* _Task directions_:
Take down each entry exactly as written.

+ + + +

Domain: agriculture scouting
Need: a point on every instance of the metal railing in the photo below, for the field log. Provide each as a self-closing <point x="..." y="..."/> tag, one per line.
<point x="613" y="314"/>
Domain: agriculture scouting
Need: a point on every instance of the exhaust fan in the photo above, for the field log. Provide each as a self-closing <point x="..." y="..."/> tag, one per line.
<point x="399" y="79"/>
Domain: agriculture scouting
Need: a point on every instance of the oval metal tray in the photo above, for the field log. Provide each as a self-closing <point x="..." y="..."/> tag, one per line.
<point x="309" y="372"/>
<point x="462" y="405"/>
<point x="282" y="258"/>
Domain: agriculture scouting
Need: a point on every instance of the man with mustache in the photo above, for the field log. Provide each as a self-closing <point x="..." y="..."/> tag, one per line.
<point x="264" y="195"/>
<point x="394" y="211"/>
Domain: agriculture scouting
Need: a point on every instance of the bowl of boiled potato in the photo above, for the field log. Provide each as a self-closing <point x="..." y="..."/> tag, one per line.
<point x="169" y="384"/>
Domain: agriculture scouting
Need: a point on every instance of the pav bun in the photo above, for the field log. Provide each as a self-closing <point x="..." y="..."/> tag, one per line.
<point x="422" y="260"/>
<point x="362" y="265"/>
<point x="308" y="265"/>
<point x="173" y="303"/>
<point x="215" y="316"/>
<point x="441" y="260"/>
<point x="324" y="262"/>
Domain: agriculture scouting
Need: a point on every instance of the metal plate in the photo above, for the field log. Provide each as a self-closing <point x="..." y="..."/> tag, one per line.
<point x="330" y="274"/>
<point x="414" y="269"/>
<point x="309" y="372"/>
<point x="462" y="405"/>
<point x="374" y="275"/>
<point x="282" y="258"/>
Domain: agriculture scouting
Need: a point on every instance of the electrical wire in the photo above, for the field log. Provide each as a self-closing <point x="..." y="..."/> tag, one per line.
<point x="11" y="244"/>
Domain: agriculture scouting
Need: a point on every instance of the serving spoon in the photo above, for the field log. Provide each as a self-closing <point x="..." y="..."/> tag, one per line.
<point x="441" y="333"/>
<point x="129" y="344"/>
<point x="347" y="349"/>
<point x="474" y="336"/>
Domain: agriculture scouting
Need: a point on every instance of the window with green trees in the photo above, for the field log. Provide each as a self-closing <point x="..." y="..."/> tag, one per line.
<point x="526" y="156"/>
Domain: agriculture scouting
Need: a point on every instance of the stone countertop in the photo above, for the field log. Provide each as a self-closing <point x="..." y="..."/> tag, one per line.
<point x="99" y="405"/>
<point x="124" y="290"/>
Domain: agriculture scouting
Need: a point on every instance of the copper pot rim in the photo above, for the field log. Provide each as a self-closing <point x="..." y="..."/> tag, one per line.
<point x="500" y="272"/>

+ + + +

* _Reply_:
Domain: agriculture scouting
Need: a point on every instance of the metal railing in the photo below, for the field log. Provide each as a self-closing <point x="..." y="..."/> tag, one per line.
<point x="613" y="314"/>
Domain: agriculture scouting
Need: a point on every instance of the exhaust fan in the photo above, for the field log. Provide each as a self-closing <point x="..." y="..."/> tag, one per line.
<point x="399" y="79"/>
Domain: agriculture scouting
Need: a point on every instance of the oval metal tray in the photo above, for the field log. Provide each as a self-closing <point x="..." y="..."/> tag, one per line.
<point x="309" y="372"/>
<point x="462" y="405"/>
<point x="282" y="258"/>
Domain: agriculture scouting
Need: a point on every instance of the man with mustache in the photo above, for the field log. Provide each as a self-closing <point x="..." y="..."/> tag, one per line.
<point x="264" y="195"/>
<point x="394" y="211"/>
Domain: agriculture scouting
Need: a point on every instance of the bowl of boiled potato in the photo above, for the field log. Provide each as a self-closing <point x="..." y="..."/> tag, one per line.
<point x="169" y="384"/>
Domain: agriculture scouting
Need: a point on every instance of the pav bun in the photo above, for the field log. Provide each as a self-closing <point x="..." y="..."/> tag, one per line.
<point x="422" y="260"/>
<point x="362" y="265"/>
<point x="308" y="265"/>
<point x="173" y="303"/>
<point x="215" y="316"/>
<point x="441" y="260"/>
<point x="324" y="262"/>
Domain: agriculture scouting
Need: a point on every instance of the metal plate in the photo above, for the field log. Provide each as a self-closing <point x="..." y="..."/> tag, one per line.
<point x="330" y="274"/>
<point x="414" y="269"/>
<point x="309" y="372"/>
<point x="462" y="405"/>
<point x="374" y="275"/>
<point x="282" y="258"/>
Domain: agriculture scouting
Need: a point on every instance of the electrical wire in the photo above, for the field log. Provide each as a self-closing <point x="..." y="..."/> tag, one per line.
<point x="11" y="244"/>
Domain: agriculture scouting
Need: a point on every instance of the serving spoon in the photo above, for the field log. Provide each as a self-closing <point x="..." y="..."/> tag, one per line.
<point x="441" y="333"/>
<point x="129" y="344"/>
<point x="347" y="349"/>
<point x="474" y="336"/>
Domain: agriculture scouting
Need: a point on every instance of the window with green trees in the photo above, for the field log. Provide each as a self-closing <point x="..." y="..."/> tag, one per line.
<point x="526" y="156"/>
Domain: agriculture scouting
Need: a point on every instance of the stone countertop in the photo above, for the field log. Provide each as a self-closing <point x="..." y="..."/> tag, one per line.
<point x="99" y="405"/>
<point x="124" y="290"/>
Domain: agriculture scouting
Need: a point on every instance of the copper pot rim in the photo above, for the field log. Provide each as a self-closing <point x="..." y="..."/> tag, one per line.
<point x="500" y="272"/>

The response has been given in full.